— START Available records —

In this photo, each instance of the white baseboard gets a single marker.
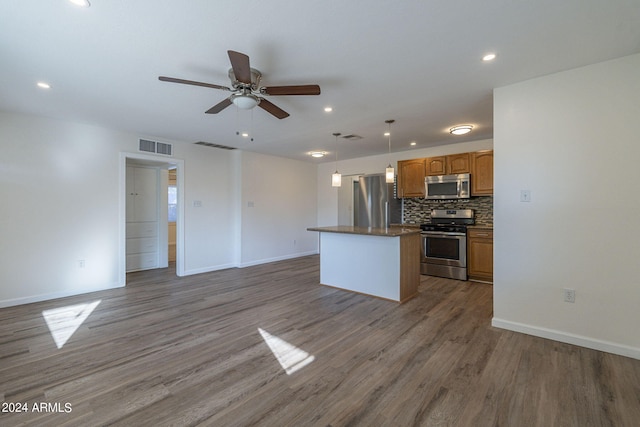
(280, 258)
(208, 269)
(582, 341)
(55, 295)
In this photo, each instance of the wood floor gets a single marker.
(190, 351)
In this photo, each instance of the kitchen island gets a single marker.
(383, 262)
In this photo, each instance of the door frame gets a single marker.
(159, 162)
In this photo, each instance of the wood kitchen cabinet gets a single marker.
(482, 173)
(436, 166)
(458, 163)
(480, 254)
(411, 178)
(447, 165)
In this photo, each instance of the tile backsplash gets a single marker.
(416, 210)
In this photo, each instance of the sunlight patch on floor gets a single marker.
(64, 321)
(290, 357)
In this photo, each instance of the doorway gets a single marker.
(161, 167)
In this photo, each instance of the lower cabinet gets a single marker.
(480, 254)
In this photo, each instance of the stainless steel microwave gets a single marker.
(448, 186)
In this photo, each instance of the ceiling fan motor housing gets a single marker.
(256, 75)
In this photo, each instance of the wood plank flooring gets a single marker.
(169, 351)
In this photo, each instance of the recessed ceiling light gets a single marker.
(460, 129)
(81, 3)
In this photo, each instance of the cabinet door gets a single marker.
(458, 163)
(411, 178)
(482, 173)
(436, 166)
(480, 252)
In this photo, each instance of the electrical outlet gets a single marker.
(569, 295)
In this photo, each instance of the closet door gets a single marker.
(142, 218)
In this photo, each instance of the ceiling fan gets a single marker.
(246, 90)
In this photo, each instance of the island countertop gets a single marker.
(366, 231)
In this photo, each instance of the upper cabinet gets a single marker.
(458, 163)
(448, 165)
(482, 173)
(436, 165)
(411, 173)
(411, 178)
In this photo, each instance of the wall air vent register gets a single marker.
(155, 147)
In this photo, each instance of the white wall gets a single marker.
(278, 204)
(328, 195)
(60, 190)
(571, 139)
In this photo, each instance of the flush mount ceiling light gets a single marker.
(81, 3)
(460, 129)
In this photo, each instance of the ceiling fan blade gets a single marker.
(191, 82)
(273, 109)
(240, 65)
(292, 90)
(219, 106)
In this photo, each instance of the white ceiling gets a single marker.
(415, 61)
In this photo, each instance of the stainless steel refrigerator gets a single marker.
(375, 204)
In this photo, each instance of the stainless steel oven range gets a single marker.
(444, 243)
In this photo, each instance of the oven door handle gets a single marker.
(441, 234)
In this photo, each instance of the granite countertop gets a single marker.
(485, 226)
(385, 232)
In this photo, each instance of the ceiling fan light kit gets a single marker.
(247, 92)
(245, 101)
(460, 129)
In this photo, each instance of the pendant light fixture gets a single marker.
(389, 173)
(336, 178)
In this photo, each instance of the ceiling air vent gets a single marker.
(211, 144)
(155, 147)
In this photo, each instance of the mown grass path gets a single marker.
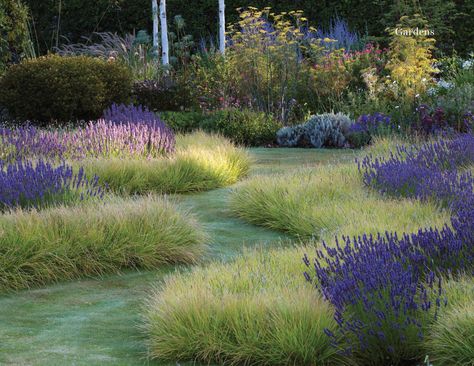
(95, 321)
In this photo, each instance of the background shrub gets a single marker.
(243, 126)
(63, 89)
(40, 184)
(450, 18)
(63, 243)
(450, 340)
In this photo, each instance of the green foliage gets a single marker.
(328, 130)
(257, 310)
(450, 340)
(325, 202)
(201, 162)
(40, 247)
(63, 89)
(183, 122)
(243, 126)
(15, 41)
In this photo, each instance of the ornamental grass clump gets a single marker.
(387, 289)
(27, 184)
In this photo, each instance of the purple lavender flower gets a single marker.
(371, 123)
(28, 184)
(381, 286)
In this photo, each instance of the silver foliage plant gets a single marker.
(321, 130)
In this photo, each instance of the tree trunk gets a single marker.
(164, 34)
(222, 26)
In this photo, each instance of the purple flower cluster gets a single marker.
(339, 30)
(27, 184)
(28, 141)
(371, 123)
(383, 287)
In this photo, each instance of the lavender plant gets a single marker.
(125, 131)
(385, 289)
(27, 184)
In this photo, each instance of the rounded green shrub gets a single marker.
(64, 243)
(243, 126)
(63, 89)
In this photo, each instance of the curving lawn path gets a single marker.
(95, 321)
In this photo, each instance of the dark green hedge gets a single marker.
(451, 19)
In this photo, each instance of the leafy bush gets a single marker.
(63, 89)
(62, 243)
(39, 184)
(183, 122)
(126, 132)
(388, 288)
(328, 130)
(243, 126)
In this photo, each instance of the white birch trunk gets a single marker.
(164, 34)
(154, 9)
(222, 26)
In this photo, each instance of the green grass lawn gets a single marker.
(96, 321)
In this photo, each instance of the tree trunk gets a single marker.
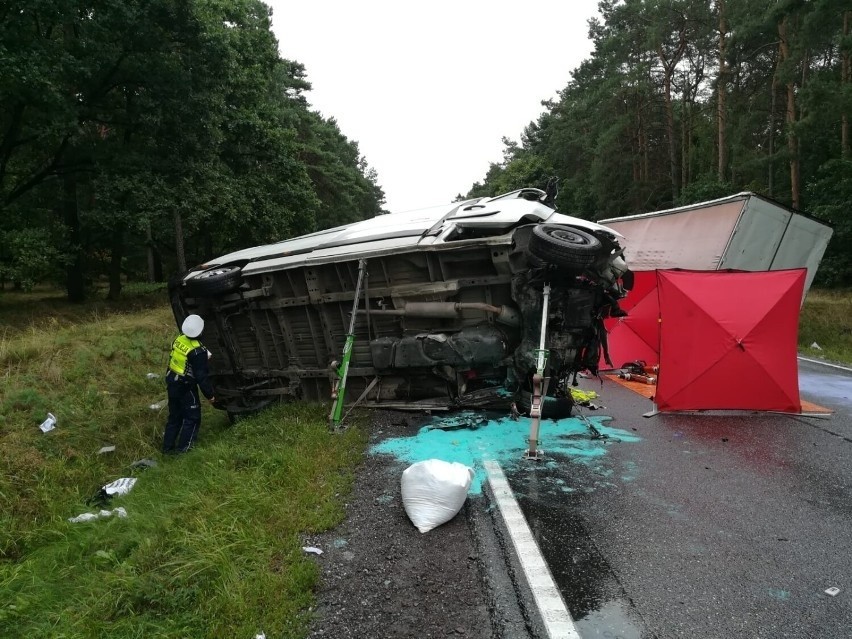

— END Available records —

## Task statement
All the lines above are to be given again exactly as they read, with the pictures removed.

## Response below
In this photo, each instance of the white baseboard gets a single marker.
(280, 258)
(208, 269)
(582, 341)
(55, 295)
In this photo, each instance of the wood floor gets a single marker.
(190, 351)
In this photo, each instance of the kitchen island gets a single marker.
(383, 262)
In this photo, each instance of the door frame gets a single marker.
(159, 162)
In this photo, each instance of the wood kitchen cabinet gets a single marker.
(482, 173)
(436, 166)
(458, 163)
(480, 254)
(411, 178)
(447, 165)
In this photo, each instance of the tile backsplash gets a single marker.
(416, 210)
In this photo, each instance of the sunlight patch on floor gets a single marker.
(64, 321)
(290, 357)
In this photo, each instance of the doorway gets a single marker.
(161, 167)
In this photo, each instance of the lower cabinet gets a single marker.
(480, 254)
In this photo, each instance of the stainless steel microwave gets a single marker.
(448, 186)
In this photo, each instance of the ceiling fan motor housing gets a single marker.
(256, 75)
In this photo, each instance of the wood plank flooring gets a single marker.
(169, 351)
In this photo, each instance of the recessed ceiling light gets a single marker.
(460, 129)
(81, 3)
In this photo, each instance of the cabinet door gets a single marker.
(458, 163)
(411, 178)
(482, 173)
(436, 166)
(480, 252)
In this photo, each instance of the electrical outlet gets a single marker.
(569, 295)
In this photo, each instance of the closet door gets a single marker.
(142, 218)
In this photo, each instance of the ceiling fan gets a single marker.
(246, 90)
In this photo, each instance of the island countertop gets a single marker.
(366, 231)
In this photo, each instance of the upper cabinet gets a single marker.
(458, 163)
(448, 165)
(482, 173)
(436, 165)
(411, 173)
(411, 178)
In this photo, each instance of the wall air vent register gets a single marker.
(155, 147)
In this photo, each instance of the white wall gets a single marker.
(278, 204)
(328, 195)
(60, 190)
(571, 139)
In this photo, each instance of the flush mount ceiling light gets a single marker.
(81, 3)
(460, 129)
In this photo, each instance of the ceiling fan blade gets a single marker.
(191, 82)
(273, 109)
(240, 65)
(292, 90)
(219, 106)
In this photo, each instance of the white ceiling gets a single marker.
(415, 61)
In this photo, each instance of the stainless steel refrigerator gets a single marker.
(375, 204)
In this photo, each instance of the stainless steel oven range gets a single marker.
(444, 243)
In this photo, each instance of the oven door handle gets a single marker.
(441, 234)
In this photo, each instance of the granite countertop gets a single marker.
(485, 226)
(385, 232)
In this photo, each instance of the ceiling fan light kit gets a single marker.
(247, 92)
(245, 101)
(460, 129)
In this photo, each instance of the pendant light fixture gets a single marker.
(389, 173)
(336, 178)
In this photo, each instance of the ceiling air vent gets a single marker.
(211, 144)
(155, 147)
In this photo, each instance of the mown grass path gets a single marker.
(95, 321)
In this photo, each instance of the background shrub gets a single marker.
(243, 126)
(63, 89)
(40, 184)
(450, 18)
(63, 243)
(450, 340)
In this photo, each instance of the green foliage gets a single marker.
(328, 130)
(257, 310)
(450, 340)
(325, 202)
(201, 162)
(40, 247)
(63, 89)
(183, 122)
(243, 126)
(15, 41)
In this photo, each instance of the ornamental grass clump gets a single marker.
(387, 289)
(27, 184)
In this photo, each instance of the purple lavender flower gets a single marker.
(371, 123)
(28, 184)
(381, 286)
In this photo, each instance of the silver foliage plant gets a single marker.
(321, 130)
In this photo, each instance of the tree trunk gets a single marker.
(164, 34)
(222, 26)
In this photo, each instance of the purple flower cluster gets a single marker.
(339, 30)
(27, 184)
(28, 141)
(371, 123)
(383, 287)
In this photo, each instance of the lavender plant gets a single marker.
(125, 131)
(385, 289)
(27, 184)
In this photo, each instance of the rounded green shrub gets a single marker.
(64, 243)
(243, 126)
(63, 89)
In this photo, each instance of the curving lawn path gets a single marker.
(95, 321)
In this photo, each instance of the dark green hedge gets a single marker.
(451, 19)
In this photo, each instance of the leafy bush gets a single marker.
(63, 89)
(62, 243)
(39, 184)
(183, 122)
(126, 132)
(388, 288)
(328, 130)
(243, 126)
In this photo, each instance of the white birch trunk gets a single marker.
(164, 34)
(154, 9)
(222, 26)
In this photo, each instance of the green grass lawn gets a single marker.
(96, 321)
In this photo, each instance of the tree trunk gets a single marker.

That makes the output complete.